─── Provided data ───
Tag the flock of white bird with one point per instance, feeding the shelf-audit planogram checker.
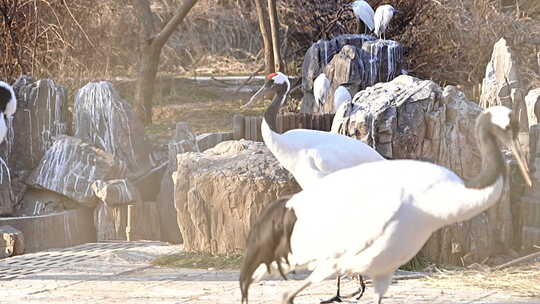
(375, 21)
(358, 213)
(8, 106)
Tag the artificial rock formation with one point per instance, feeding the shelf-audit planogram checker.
(41, 116)
(220, 193)
(501, 84)
(356, 59)
(104, 119)
(183, 141)
(71, 166)
(409, 118)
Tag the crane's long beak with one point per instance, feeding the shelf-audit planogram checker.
(522, 163)
(260, 93)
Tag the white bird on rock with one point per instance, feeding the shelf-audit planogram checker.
(8, 106)
(382, 18)
(364, 12)
(374, 217)
(321, 86)
(309, 154)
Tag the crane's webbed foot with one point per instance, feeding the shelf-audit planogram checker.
(335, 299)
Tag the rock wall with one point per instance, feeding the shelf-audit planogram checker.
(357, 59)
(218, 194)
(409, 118)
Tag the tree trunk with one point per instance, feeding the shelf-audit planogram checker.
(274, 25)
(263, 25)
(151, 52)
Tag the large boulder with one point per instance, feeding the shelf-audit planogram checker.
(220, 193)
(102, 118)
(409, 118)
(71, 166)
(183, 141)
(41, 116)
(501, 84)
(355, 59)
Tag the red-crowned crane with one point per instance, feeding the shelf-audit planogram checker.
(364, 12)
(8, 106)
(382, 18)
(374, 217)
(307, 154)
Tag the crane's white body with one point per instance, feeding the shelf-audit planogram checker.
(321, 85)
(310, 154)
(3, 128)
(11, 106)
(363, 11)
(382, 18)
(341, 96)
(376, 239)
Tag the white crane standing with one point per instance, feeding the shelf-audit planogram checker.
(8, 106)
(364, 12)
(382, 18)
(308, 154)
(332, 227)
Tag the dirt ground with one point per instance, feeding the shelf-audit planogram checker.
(120, 272)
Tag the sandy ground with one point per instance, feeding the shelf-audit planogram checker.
(119, 272)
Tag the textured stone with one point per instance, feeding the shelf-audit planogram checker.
(104, 119)
(409, 118)
(220, 193)
(356, 59)
(71, 166)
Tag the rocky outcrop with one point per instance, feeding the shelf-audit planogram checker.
(102, 118)
(356, 59)
(501, 84)
(41, 116)
(71, 166)
(183, 141)
(220, 193)
(409, 118)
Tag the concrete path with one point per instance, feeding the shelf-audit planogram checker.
(119, 273)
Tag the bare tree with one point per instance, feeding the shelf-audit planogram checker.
(267, 39)
(274, 25)
(152, 45)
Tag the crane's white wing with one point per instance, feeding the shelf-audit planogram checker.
(363, 11)
(321, 85)
(349, 210)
───
**Try it**
Go through the entries and retype them exactly, except for the images.

**Task solution**
Tag the flock of white bird with one point per instance, feeding the shelf-audit planogram checker.
(375, 21)
(358, 213)
(8, 106)
Tag the artificial rock formation with one point per instance, feeding the shelf-audit planogram checker.
(41, 116)
(220, 193)
(501, 84)
(356, 59)
(104, 119)
(183, 141)
(71, 166)
(409, 118)
Tag the crane's long beak with one point per instance, feeding the shelf-audit planogram checker.
(522, 163)
(260, 93)
Tag the white bird on rock with one point per instance, feeding the shelf-audit planogram checker.
(8, 106)
(382, 18)
(364, 12)
(374, 217)
(321, 86)
(309, 154)
Tag the crane's webbed foot with one point per instance, feeding the shelf-audit planogram checker.
(335, 299)
Tag the rock wall with one point per instance, feeding the shelf-audit planogram checker.
(357, 59)
(218, 194)
(409, 118)
Tag the tree trunk with one point per instance, feeding the shelf-audit planogram checker.
(274, 25)
(263, 25)
(151, 52)
Tag the large boulder with one point per instance, feeding the shelf-audit planogram checker.
(220, 193)
(102, 118)
(409, 118)
(71, 166)
(183, 141)
(41, 116)
(501, 84)
(355, 59)
Tag the red-crowned crane with one point per instance, feeding the shelf-audit planogram checker.
(364, 12)
(8, 106)
(382, 18)
(374, 217)
(307, 154)
Tag the crane's white body with one point per instance, feeding the shelf-audit planogram checker.
(321, 85)
(310, 154)
(3, 128)
(11, 106)
(363, 11)
(382, 18)
(341, 96)
(376, 239)
Tag the white crane standing with one point per instance, feeding the shelf-audit planogram checker.
(8, 106)
(364, 12)
(382, 18)
(308, 154)
(332, 227)
Tag the dirt ground with one point per instance, feeding the shelf-audit planogram checker.
(120, 272)
Tag the sandy ground with one point per instance, feeding the shelf-audit planogram checker.
(119, 272)
Tag the textured stone with one point per instance, feeding the shelf-audit planogram checker.
(104, 119)
(409, 118)
(220, 193)
(356, 59)
(71, 166)
Tag the rocky outcrop with one point per instance, feeding the shelf-audit planogram checker.
(102, 118)
(356, 59)
(501, 84)
(41, 116)
(71, 166)
(183, 141)
(220, 193)
(409, 118)
Tag the concrete path with one point per instance, feeding the shelf-audit planogram checker.
(119, 273)
Tag the bare tree with one point per instance, feeding the shelf-audit planogram checker.
(267, 39)
(274, 25)
(152, 45)
Tag the crane's white wing with one point per instance, feeding the shelf-audit planogram checker.
(363, 11)
(321, 85)
(349, 210)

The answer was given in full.